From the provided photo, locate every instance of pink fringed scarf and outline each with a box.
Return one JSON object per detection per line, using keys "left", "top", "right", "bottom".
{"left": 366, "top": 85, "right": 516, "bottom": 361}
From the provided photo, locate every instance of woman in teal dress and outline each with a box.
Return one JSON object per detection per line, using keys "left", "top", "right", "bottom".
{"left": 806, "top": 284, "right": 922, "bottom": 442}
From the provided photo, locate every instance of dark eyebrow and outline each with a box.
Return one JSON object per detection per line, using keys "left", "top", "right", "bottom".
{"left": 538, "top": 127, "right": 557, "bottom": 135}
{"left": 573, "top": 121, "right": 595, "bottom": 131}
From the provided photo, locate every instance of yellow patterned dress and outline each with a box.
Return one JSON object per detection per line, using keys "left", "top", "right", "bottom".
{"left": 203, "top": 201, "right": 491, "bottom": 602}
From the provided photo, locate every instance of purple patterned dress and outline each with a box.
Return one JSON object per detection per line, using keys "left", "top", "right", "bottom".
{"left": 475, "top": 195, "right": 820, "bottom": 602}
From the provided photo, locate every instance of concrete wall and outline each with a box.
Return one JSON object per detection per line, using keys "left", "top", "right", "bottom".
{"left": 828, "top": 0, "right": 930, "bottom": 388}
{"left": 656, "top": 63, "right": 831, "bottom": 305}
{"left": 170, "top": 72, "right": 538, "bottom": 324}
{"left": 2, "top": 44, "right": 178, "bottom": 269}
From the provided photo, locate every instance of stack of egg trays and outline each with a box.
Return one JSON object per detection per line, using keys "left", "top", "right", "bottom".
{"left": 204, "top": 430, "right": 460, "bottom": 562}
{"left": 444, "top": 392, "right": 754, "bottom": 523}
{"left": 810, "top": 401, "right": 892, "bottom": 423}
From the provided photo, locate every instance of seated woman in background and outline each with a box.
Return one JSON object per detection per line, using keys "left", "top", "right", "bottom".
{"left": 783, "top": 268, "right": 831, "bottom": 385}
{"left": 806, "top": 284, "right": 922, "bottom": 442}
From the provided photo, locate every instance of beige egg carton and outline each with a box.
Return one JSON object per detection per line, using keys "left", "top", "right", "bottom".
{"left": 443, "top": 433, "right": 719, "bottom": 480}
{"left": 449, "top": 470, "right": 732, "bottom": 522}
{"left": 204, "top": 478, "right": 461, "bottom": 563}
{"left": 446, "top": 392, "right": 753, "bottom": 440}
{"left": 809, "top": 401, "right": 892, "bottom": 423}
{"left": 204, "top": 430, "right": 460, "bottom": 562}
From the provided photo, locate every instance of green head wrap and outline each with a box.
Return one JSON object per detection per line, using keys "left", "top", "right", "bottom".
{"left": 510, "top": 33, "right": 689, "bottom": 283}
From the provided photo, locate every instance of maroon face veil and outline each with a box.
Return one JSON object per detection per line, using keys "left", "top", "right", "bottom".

────────

### [PROBLEM DESCRIPTION]
The entries above must be retyped exactly, down to the last character.

### [FINAL ANSWER]
From the provided photo, locate every instance of pink fringed scarf and outline each with a box.
Return one JSON object per detection per line, using keys "left", "top", "right", "bottom".
{"left": 366, "top": 85, "right": 516, "bottom": 361}
From the provided photo, locate every instance of woman in teal dress and outline each with a box.
Return one JSON object per detection per line, using keys "left", "top", "right", "bottom".
{"left": 806, "top": 284, "right": 922, "bottom": 442}
From the provided photo, locate every instance of dark eyebrow and outline each with a box.
Return one JSON object per detection per line, using keys "left", "top", "right", "bottom".
{"left": 538, "top": 127, "right": 557, "bottom": 135}
{"left": 573, "top": 121, "right": 595, "bottom": 131}
From the provided photo, locate every instance of yellow patterned dress and outline each with a box.
Return one JSON object per detection per line, using keys "left", "top", "right", "bottom".
{"left": 203, "top": 201, "right": 491, "bottom": 602}
From the provided photo, locate every instance of purple patterned dress and outline each with a box.
Return one JSON object per detection per line, using keys "left", "top", "right", "bottom".
{"left": 475, "top": 195, "right": 820, "bottom": 602}
From the provided photo, locate every instance of concrete wall and outline each with a box.
Return one JSON object per detection per line, using keys "left", "top", "right", "bottom".
{"left": 828, "top": 0, "right": 930, "bottom": 388}
{"left": 656, "top": 63, "right": 831, "bottom": 305}
{"left": 170, "top": 72, "right": 538, "bottom": 324}
{"left": 2, "top": 44, "right": 178, "bottom": 269}
From the provided photo, locate every instance of stack of egg trays and outline each with a box.
Return one JSON object per detection per line, using keys "left", "top", "right", "bottom".
{"left": 204, "top": 430, "right": 460, "bottom": 562}
{"left": 444, "top": 392, "right": 754, "bottom": 523}
{"left": 810, "top": 401, "right": 892, "bottom": 423}
From the provided photo, locate every instance of seated woman in background and outline each with a box.
Return one JSON object per detection per line, using keys "left", "top", "right", "bottom".
{"left": 783, "top": 268, "right": 831, "bottom": 385}
{"left": 806, "top": 284, "right": 922, "bottom": 442}
From the provided photo, locate every instance of beige egg carton and outline each with a box.
Return one JSON object per detection per line, using keys "left", "top", "right", "bottom".
{"left": 443, "top": 433, "right": 719, "bottom": 480}
{"left": 449, "top": 470, "right": 732, "bottom": 522}
{"left": 204, "top": 478, "right": 461, "bottom": 563}
{"left": 446, "top": 392, "right": 753, "bottom": 440}
{"left": 809, "top": 401, "right": 892, "bottom": 423}
{"left": 204, "top": 430, "right": 460, "bottom": 562}
From the provided photo, locate every instance of green head wrap and outline each with a box.
Return one JSON object per detection per line, using keys "left", "top", "right", "bottom".
{"left": 510, "top": 33, "right": 689, "bottom": 283}
From the provided photo, locate every instance of maroon face veil and outline each with a box.
Return one JSON object per detection per line, using keys "left", "top", "right", "bottom".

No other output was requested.